Trecho do documento:
________________________________________
Questionado se conhece outros atores que, como ele, não temem a barreira do território ou da língua, Bungué responde que isso não é exatamente novo. O que ele diz observar agora é uma autonomia maior dos descendentes da diáspora africana para atuar no mercado global. "Agora temos acesso a uma maior diversidade de atores e atrizes, com perfis muito diferentes daqueles que a própria Globo vinha celebrando desde os anos 1980."
Bungué atuou, aliás, numa novela da emissora, "Novo Mundo". Também participou de uma série de filmes nacionais. Viveu um escravo, fiel escudeiro de Tiradentes, em "Joaquim", de Marcelo Gomes. Um operário imigrante em "Corpo Elétrico", de Marcelo Caetano. E um contra-almirante inglês no ainda inédito "Pedro", retrato intimista de dom Pedro 1º de Laís Bodanzky.
Uma das parcerias mais longevas desde que o ator veio para o Brasil é menos conhecida do público, no entanto. É com o cineasta capixaba Bernard Lessa, que ele conheceu ainda em terras lusas. Bungué atuou na maioria dos filmes que Lessa dirigiu. No último, "A Matéria Noturna", ainda em processo de finalização, vive um romance com uma motorista de aplicativo.
Lessa diz que, das qualidades de Bungué, uma das mais marcantes é sua presença em cena. "Ele pode não estar fazendo nada, mas você percebe que há uma densidade por trás. A câmera adora isso." Além disso, acrescenta, ao mesmo tempo em que o ator não perde a câmera de vista, ele se deixa levar pelos personagens que interpreta, e tem uma grande capacidade de improviso.
O último comentário é ecoado por outros cineastas que trabalharam com o ator. Marcelo Gomes lembra como ele trouxe textos em creole e coreografias aos ensaios de "Joaquim". Laís Bodanzky conta que Bungué e Isabél Zuaa, outra atriz portuguesa, estavam prestes a rodar suas cenas finais em "Pedro" quando sugeriram à diretora um novo desfecho para os personagens.
"Ainda bem que eles apertaram o botão vermelho e disseram 'essa cena está estranha'", diz Bodanzky. "Do ponto de vista narrativo, e principalmente do respeito às personagens pretas e dos seus destinos nos filmes."
________________________________________
Linhas:
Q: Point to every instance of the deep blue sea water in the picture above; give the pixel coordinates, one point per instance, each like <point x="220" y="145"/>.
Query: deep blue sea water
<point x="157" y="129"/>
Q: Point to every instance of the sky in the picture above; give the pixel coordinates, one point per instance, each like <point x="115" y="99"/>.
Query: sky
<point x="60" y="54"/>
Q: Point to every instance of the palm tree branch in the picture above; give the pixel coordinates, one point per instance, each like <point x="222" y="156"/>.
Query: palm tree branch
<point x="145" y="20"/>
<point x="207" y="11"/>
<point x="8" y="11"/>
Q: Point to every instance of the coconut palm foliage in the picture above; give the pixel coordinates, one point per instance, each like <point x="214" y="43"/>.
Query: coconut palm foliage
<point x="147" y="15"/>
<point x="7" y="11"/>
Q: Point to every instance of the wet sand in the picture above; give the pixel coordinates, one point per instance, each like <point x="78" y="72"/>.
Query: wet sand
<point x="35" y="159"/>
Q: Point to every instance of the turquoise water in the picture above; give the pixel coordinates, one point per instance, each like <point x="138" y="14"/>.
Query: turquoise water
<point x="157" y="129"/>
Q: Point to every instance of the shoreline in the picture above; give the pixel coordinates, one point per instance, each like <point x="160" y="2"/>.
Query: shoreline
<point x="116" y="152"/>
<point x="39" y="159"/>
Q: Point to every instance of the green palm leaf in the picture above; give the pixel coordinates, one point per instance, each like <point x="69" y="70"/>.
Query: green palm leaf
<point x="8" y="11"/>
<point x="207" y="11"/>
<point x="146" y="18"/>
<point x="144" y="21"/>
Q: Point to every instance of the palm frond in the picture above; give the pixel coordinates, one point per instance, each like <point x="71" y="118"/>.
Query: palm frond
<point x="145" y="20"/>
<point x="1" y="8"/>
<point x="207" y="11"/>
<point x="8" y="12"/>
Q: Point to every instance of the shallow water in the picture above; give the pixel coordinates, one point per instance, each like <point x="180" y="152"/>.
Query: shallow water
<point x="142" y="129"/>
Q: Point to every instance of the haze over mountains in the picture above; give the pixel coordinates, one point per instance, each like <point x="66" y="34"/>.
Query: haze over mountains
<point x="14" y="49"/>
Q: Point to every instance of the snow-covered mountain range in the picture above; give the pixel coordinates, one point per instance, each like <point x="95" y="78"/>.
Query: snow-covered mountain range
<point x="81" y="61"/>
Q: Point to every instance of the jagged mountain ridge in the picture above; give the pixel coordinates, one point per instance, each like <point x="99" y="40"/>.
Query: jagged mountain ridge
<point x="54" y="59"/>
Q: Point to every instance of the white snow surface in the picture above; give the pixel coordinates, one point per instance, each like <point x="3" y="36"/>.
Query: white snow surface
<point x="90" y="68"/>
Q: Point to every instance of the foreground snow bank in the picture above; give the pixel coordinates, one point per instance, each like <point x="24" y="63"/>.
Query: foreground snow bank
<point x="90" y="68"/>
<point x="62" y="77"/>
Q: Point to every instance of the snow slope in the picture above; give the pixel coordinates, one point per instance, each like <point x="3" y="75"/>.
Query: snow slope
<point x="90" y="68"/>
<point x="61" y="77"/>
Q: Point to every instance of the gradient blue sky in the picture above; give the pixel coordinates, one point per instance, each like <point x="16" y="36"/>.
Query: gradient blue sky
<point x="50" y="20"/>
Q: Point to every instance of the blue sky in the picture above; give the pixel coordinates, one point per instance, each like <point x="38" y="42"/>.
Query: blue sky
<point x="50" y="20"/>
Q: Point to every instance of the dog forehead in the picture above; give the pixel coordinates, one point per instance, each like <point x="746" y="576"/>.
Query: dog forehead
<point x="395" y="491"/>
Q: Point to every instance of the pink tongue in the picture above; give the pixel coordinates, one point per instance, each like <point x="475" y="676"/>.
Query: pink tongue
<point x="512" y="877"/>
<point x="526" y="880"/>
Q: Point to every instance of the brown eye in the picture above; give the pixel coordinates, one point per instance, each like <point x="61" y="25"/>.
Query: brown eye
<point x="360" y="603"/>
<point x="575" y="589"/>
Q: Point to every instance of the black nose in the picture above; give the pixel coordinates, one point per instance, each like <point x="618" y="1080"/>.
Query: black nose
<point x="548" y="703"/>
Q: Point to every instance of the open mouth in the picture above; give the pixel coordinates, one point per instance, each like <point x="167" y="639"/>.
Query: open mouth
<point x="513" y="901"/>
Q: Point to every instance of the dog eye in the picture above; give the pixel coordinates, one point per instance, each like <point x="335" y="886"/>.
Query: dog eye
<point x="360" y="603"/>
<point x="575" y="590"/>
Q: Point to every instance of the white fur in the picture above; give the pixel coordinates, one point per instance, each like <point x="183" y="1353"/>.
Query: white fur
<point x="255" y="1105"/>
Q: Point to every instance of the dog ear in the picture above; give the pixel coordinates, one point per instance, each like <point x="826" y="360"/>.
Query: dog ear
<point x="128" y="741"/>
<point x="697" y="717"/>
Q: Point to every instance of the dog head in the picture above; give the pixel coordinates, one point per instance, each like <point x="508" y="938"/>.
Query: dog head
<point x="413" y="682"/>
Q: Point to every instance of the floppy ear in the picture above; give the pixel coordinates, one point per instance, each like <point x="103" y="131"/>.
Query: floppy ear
________________________________________
Tarefas:
1) Copie uma parte do trecho sobre o ator Bungué, começando nas palavras "Uma das parcerias" e parando depois de "capacidade de improviso.".
2) Responda às perguntas abaixo com base no trecho sobre o ator Bungué.
(a) Em qual novela da Globo Bungué atuou?
(b) Com quem Bungué vive um romance em "A Matéria Noturna"?
(c) O que, segundo Marcelo Gomes, Bungué levou aos ensaios de "Joaquim"?

Respostas por tarefa:
1)
Uma das parcerias mais longevas desde que o ator veio para o Brasil é menos conhecida do público, no entanto. É com o cineasta capixaba Bernard Lessa, que ele conheceu ainda em terras lusas. Bungué atuou na maioria dos filmes que Lessa dirigiu. No último, "A Matéria Noturna", ainda em processo de finalização, vive um romance com uma motorista de aplicativo.
Lessa diz que, das qualidades de Bungué, uma das mais marcantes é sua presença em cena. "Ele pode não estar fazendo nada, mas você percebe que há uma densidade por trás. A câmera adora isso." Além disso, acrescenta, ao mesmo tempo em que o ator não perde a câmera de vista, ele se deixa levar pelos personagens que interpreta, e tem uma grande capacidade de improviso.

2)
(a) "Novo Mundo".
(b) Com uma motorista de aplicativo.
(c) Textos em creole e coreografias.